=== Records for the exercise ===

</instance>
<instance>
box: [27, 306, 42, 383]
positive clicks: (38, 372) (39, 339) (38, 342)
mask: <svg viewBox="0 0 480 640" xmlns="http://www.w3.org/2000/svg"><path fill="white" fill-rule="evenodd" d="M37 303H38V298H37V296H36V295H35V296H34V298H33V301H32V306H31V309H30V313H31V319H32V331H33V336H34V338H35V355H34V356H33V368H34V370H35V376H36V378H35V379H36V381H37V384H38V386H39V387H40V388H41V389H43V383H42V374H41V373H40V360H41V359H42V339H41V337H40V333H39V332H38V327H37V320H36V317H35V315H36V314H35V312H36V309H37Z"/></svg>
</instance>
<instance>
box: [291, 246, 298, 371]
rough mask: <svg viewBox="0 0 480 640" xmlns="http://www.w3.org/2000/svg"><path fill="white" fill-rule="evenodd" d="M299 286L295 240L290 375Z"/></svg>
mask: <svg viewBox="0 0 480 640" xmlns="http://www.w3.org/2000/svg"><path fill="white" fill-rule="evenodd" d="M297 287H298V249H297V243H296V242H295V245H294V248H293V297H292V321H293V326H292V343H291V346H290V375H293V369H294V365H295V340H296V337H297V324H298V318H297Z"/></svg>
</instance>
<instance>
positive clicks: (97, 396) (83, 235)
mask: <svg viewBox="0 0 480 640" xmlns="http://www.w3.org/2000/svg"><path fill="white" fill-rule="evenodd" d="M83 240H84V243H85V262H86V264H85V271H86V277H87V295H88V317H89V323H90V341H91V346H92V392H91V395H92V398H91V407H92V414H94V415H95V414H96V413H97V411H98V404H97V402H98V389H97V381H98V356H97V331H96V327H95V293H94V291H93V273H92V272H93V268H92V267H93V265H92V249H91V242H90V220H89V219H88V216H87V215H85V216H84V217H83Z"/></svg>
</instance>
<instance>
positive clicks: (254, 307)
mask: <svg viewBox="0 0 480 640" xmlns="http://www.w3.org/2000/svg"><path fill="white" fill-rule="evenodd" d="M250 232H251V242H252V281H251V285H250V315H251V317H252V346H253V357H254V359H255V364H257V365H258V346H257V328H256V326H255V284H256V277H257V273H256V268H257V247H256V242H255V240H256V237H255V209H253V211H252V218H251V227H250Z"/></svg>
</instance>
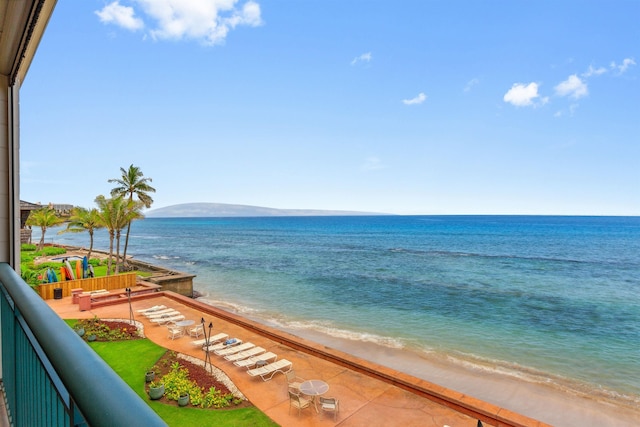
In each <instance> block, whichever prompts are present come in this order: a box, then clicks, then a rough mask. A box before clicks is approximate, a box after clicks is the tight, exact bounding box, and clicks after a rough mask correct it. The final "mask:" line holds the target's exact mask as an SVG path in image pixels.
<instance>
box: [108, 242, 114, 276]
mask: <svg viewBox="0 0 640 427" xmlns="http://www.w3.org/2000/svg"><path fill="white" fill-rule="evenodd" d="M112 256H113V233H109V258H108V261H107V276H110V275H111V257H112Z"/></svg>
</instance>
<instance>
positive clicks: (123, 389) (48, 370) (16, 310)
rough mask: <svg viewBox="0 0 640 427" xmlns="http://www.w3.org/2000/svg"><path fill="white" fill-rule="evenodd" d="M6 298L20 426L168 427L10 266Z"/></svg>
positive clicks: (7, 362)
mask: <svg viewBox="0 0 640 427" xmlns="http://www.w3.org/2000/svg"><path fill="white" fill-rule="evenodd" d="M0 294H1V295H0V300H1V301H0V311H1V317H0V319H1V321H2V324H1V325H0V327H1V328H2V338H1V339H2V356H3V360H4V363H3V366H2V372H3V378H4V379H5V381H6V382H5V391H6V393H7V410H8V412H9V413H10V414H11V416H12V417H13V423H14V425H47V426H49V425H51V426H73V427H76V426H81V425H91V426H105V427H106V426H109V427H110V426H114V425H116V426H134V425H135V426H137V425H144V426H166V423H165V422H164V421H163V420H162V419H161V418H160V417H159V416H158V415H157V414H156V413H155V412H153V410H152V409H151V408H150V407H149V405H147V404H146V403H145V402H144V401H143V400H142V399H141V398H140V397H139V396H138V395H137V394H136V393H135V392H134V391H133V390H132V389H131V388H130V387H129V386H128V385H127V384H126V383H125V382H124V381H123V380H122V379H121V378H120V377H119V376H118V375H116V374H115V373H114V372H113V370H112V369H111V368H110V367H109V366H108V365H107V364H106V363H105V362H104V361H103V360H102V359H101V358H100V357H99V356H98V355H97V354H96V353H95V352H94V351H93V350H91V349H90V348H89V347H88V346H87V345H86V343H85V342H84V341H82V339H80V337H79V336H78V335H77V334H76V333H74V332H73V331H72V330H71V328H69V327H68V326H67V324H66V323H65V322H64V321H63V320H62V319H60V317H59V316H58V315H57V314H56V313H54V312H53V311H52V310H51V309H50V308H49V306H48V305H47V304H46V303H45V302H44V301H43V300H42V299H41V298H40V297H39V296H38V295H37V294H36V293H35V292H34V291H33V290H32V289H31V288H30V287H29V286H28V285H27V284H26V283H24V281H23V280H22V279H21V278H20V277H19V276H18V275H17V274H16V272H15V271H14V270H13V269H12V268H11V267H10V266H9V265H8V264H6V263H0ZM96 378H99V382H100V387H96V381H97V380H96ZM85 420H86V423H85Z"/></svg>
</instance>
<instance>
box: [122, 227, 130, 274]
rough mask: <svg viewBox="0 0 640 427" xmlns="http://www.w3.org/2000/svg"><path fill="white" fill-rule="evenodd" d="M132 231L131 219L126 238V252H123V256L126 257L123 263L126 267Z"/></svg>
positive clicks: (125, 243) (127, 227)
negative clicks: (127, 251)
mask: <svg viewBox="0 0 640 427" xmlns="http://www.w3.org/2000/svg"><path fill="white" fill-rule="evenodd" d="M130 231H131V221H129V224H127V235H126V237H125V238H124V253H123V254H122V257H123V258H124V262H123V265H124V266H125V267H126V266H127V248H128V247H129V232H130Z"/></svg>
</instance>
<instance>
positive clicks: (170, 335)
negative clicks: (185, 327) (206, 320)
mask: <svg viewBox="0 0 640 427" xmlns="http://www.w3.org/2000/svg"><path fill="white" fill-rule="evenodd" d="M167 326H168V328H169V338H171V339H172V340H174V339H176V338H180V337H182V336H183V335H184V328H181V327H179V326H176V324H175V322H169V325H167Z"/></svg>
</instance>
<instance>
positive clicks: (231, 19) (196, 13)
mask: <svg viewBox="0 0 640 427" xmlns="http://www.w3.org/2000/svg"><path fill="white" fill-rule="evenodd" d="M129 2H130V3H131V4H133V5H134V6H135V7H137V8H138V9H139V10H138V12H141V13H142V14H143V15H144V17H145V20H146V21H147V25H146V27H147V28H149V35H150V36H151V37H152V38H154V39H156V40H183V39H191V40H197V41H199V42H201V43H202V44H205V45H215V44H220V43H223V42H224V40H225V38H226V37H227V34H228V33H229V31H230V30H233V29H234V28H236V27H238V26H241V25H246V26H251V27H256V26H259V25H261V24H262V19H261V17H260V5H259V4H258V3H257V2H255V1H253V0H248V1H246V2H245V3H244V4H242V5H237V3H238V0H129ZM134 6H131V7H125V6H120V4H119V2H118V1H116V2H113V3H111V4H110V5H107V6H106V7H105V8H104V9H102V10H101V11H98V12H96V14H97V15H98V16H100V18H101V21H103V22H107V23H113V24H115V25H119V26H121V27H123V28H126V29H129V30H131V29H134V28H132V27H131V26H130V25H125V24H126V21H124V20H122V19H119V20H116V19H109V20H106V19H105V18H103V15H104V16H111V15H113V13H110V12H109V11H110V10H111V9H115V10H118V11H121V15H122V11H123V10H126V12H127V14H128V16H131V18H133V16H134V15H135V11H134ZM125 16H127V15H125ZM136 19H137V18H136ZM137 21H138V22H139V24H138V25H139V27H137V28H142V26H143V23H142V20H141V19H137Z"/></svg>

===

Problem to solve: If any image appears in the entries, omit it and return the rest verbatim.

Solved exercise:
</instance>
<instance>
box: [27, 306, 42, 383]
positive clicks: (38, 372) (39, 339) (38, 342)
mask: <svg viewBox="0 0 480 640" xmlns="http://www.w3.org/2000/svg"><path fill="white" fill-rule="evenodd" d="M37 303H38V298H37V296H36V295H35V296H34V298H33V301H32V306H31V309H30V313H31V319H32V331H33V336H34V338H35V355H34V356H33V368H34V370H35V376H36V378H35V379H36V381H37V384H38V386H39V387H40V388H41V389H43V383H42V374H41V373H40V360H41V359H42V339H41V337H40V333H39V332H38V327H37V320H36V317H35V315H36V314H35V312H36V309H37Z"/></svg>
</instance>
<instance>
box: [291, 246, 298, 371]
rough mask: <svg viewBox="0 0 480 640" xmlns="http://www.w3.org/2000/svg"><path fill="white" fill-rule="evenodd" d="M299 286L295 240L290 375Z"/></svg>
mask: <svg viewBox="0 0 480 640" xmlns="http://www.w3.org/2000/svg"><path fill="white" fill-rule="evenodd" d="M297 287H298V249H297V243H296V242H295V245H294V248H293V297H292V321H293V326H292V343H291V346H290V375H293V369H294V365H295V340H296V337H297V324H298V318H297Z"/></svg>
</instance>
<instance>
positive clicks: (97, 396) (83, 235)
mask: <svg viewBox="0 0 480 640" xmlns="http://www.w3.org/2000/svg"><path fill="white" fill-rule="evenodd" d="M83 240H84V243H85V262H86V264H85V271H86V277H87V295H88V317H89V323H90V341H91V346H92V392H91V395H92V398H91V407H92V414H94V415H95V414H96V413H97V411H98V404H97V402H98V389H97V381H98V356H97V331H96V327H95V293H94V291H93V273H92V272H93V268H92V267H93V265H92V249H91V242H90V220H89V219H88V216H87V215H85V216H84V217H83Z"/></svg>
</instance>
<instance>
positive clicks: (254, 307)
mask: <svg viewBox="0 0 480 640" xmlns="http://www.w3.org/2000/svg"><path fill="white" fill-rule="evenodd" d="M250 232H251V242H252V281H251V285H250V315H251V317H252V346H253V357H254V359H255V364H257V365H258V346H257V328H256V326H255V284H256V277H257V273H256V268H257V247H256V242H255V240H256V237H255V209H253V211H252V218H251V227H250Z"/></svg>
</instance>
In each <instance> block, whichever prompts are present come in this order: a box, then clicks, then a rough mask. A box before clicks is approximate, a box after clicks is the tight, exact bounding box, and clicks after a rough mask correct it. The final "mask:" line holds the target's exact mask as an SVG path in image pixels.
<instance>
box: [108, 242, 114, 276]
mask: <svg viewBox="0 0 640 427" xmlns="http://www.w3.org/2000/svg"><path fill="white" fill-rule="evenodd" d="M112 256H113V233H109V258H108V261H107V276H110V275H111V257H112Z"/></svg>
</instance>
<instance>
positive clicks: (123, 389) (48, 370) (16, 310)
rough mask: <svg viewBox="0 0 640 427" xmlns="http://www.w3.org/2000/svg"><path fill="white" fill-rule="evenodd" d="M6 298L20 426L168 427L10 266Z"/></svg>
positive clicks: (7, 362)
mask: <svg viewBox="0 0 640 427" xmlns="http://www.w3.org/2000/svg"><path fill="white" fill-rule="evenodd" d="M0 294H1V295H0V300H1V301H0V311H1V317H0V319H1V321H2V324H1V325H0V327H1V328H2V338H1V339H2V356H3V360H4V363H3V366H2V372H3V378H4V379H5V381H6V382H5V391H6V393H7V410H8V412H9V413H10V414H11V416H12V417H13V423H14V425H47V426H49V425H51V426H73V427H76V426H81V425H91V426H105V427H106V426H109V427H110V426H114V425H116V426H134V425H135V426H137V425H144V426H166V423H165V422H164V421H163V420H162V419H161V418H160V417H159V416H158V415H157V414H156V413H155V412H153V410H152V409H151V408H150V407H149V405H147V404H146V403H145V402H144V401H143V400H142V399H141V398H140V397H139V396H138V395H137V394H136V393H135V392H134V391H133V390H132V389H131V388H130V387H129V386H128V385H127V384H126V383H125V382H124V381H123V380H122V379H121V378H120V377H119V376H118V375H116V374H115V373H114V372H113V370H112V369H111V368H110V367H109V366H108V365H107V364H106V363H105V362H104V361H103V360H102V359H101V358H100V357H99V356H98V355H97V354H96V353H95V352H94V351H93V350H91V349H90V348H89V347H88V346H87V345H86V343H85V342H84V341H82V339H80V337H79V336H78V335H77V334H76V333H74V332H73V331H72V330H71V328H69V327H68V326H67V324H66V323H65V322H64V321H63V320H62V319H60V317H59V316H58V315H57V314H56V313H54V312H53V311H52V310H51V309H50V308H49V306H48V305H47V304H46V303H45V302H44V301H43V300H42V299H41V298H40V297H39V296H38V295H37V294H36V293H35V292H34V291H33V290H32V289H31V288H30V287H29V286H28V285H27V284H26V283H24V281H23V280H22V279H21V278H20V277H19V276H18V275H17V274H16V272H15V271H14V270H13V269H12V268H11V267H10V266H9V265H8V264H6V263H0ZM96 378H99V382H100V387H96V381H97V380H96ZM85 420H86V423H85Z"/></svg>
</instance>
<instance>
box: [122, 227, 130, 274]
rough mask: <svg viewBox="0 0 640 427" xmlns="http://www.w3.org/2000/svg"><path fill="white" fill-rule="evenodd" d="M132 231L131 219L126 238V252H123V256L126 257L123 263L126 267Z"/></svg>
positive clicks: (125, 243) (127, 227)
negative clicks: (127, 251)
mask: <svg viewBox="0 0 640 427" xmlns="http://www.w3.org/2000/svg"><path fill="white" fill-rule="evenodd" d="M130 231H131V221H129V224H127V235H126V237H125V238H124V253H123V254H122V257H123V258H124V262H123V265H124V266H125V267H126V266H127V248H128V247H129V232H130Z"/></svg>
</instance>
<instance>
positive clicks: (170, 335)
negative clicks: (185, 327) (206, 320)
mask: <svg viewBox="0 0 640 427" xmlns="http://www.w3.org/2000/svg"><path fill="white" fill-rule="evenodd" d="M167 326H168V328H169V338H171V339H172V340H174V339H176V338H180V337H182V336H183V335H184V328H181V327H179V326H176V324H175V322H169V325H167Z"/></svg>
</instance>
<instance>
positive clicks: (231, 19) (196, 13)
mask: <svg viewBox="0 0 640 427" xmlns="http://www.w3.org/2000/svg"><path fill="white" fill-rule="evenodd" d="M129 2H130V3H131V4H133V5H134V6H135V7H137V8H138V9H139V10H138V12H141V13H142V14H143V15H144V17H145V20H146V21H147V25H146V27H147V28H149V35H150V36H151V37H152V38H154V39H156V40H183V39H191V40H197V41H199V42H201V43H202V44H205V45H215V44H220V43H223V42H224V40H225V38H226V37H227V34H228V33H229V31H230V30H233V29H234V28H236V27H238V26H241V25H246V26H251V27H256V26H259V25H261V24H262V19H261V17H260V5H259V4H258V3H257V2H255V1H253V0H248V1H246V2H245V3H244V4H242V5H237V3H238V0H129ZM134 6H131V7H125V6H120V4H119V2H118V1H116V2H113V3H111V4H110V5H107V6H106V7H105V8H104V9H102V10H101V11H98V12H96V14H97V15H98V16H100V18H101V21H103V22H107V23H113V24H115V25H119V26H121V27H123V28H126V29H129V30H131V29H134V28H132V27H131V26H130V25H125V24H126V21H124V20H122V19H119V20H116V19H109V20H106V19H105V18H103V15H104V16H111V15H113V13H110V12H109V11H110V10H111V9H115V10H118V11H121V15H122V11H123V10H126V12H127V14H128V16H131V18H133V16H134V15H135V11H134ZM125 16H127V15H125ZM136 19H137V18H136ZM137 21H138V22H139V24H138V25H139V27H137V28H142V26H143V23H142V20H141V19H137Z"/></svg>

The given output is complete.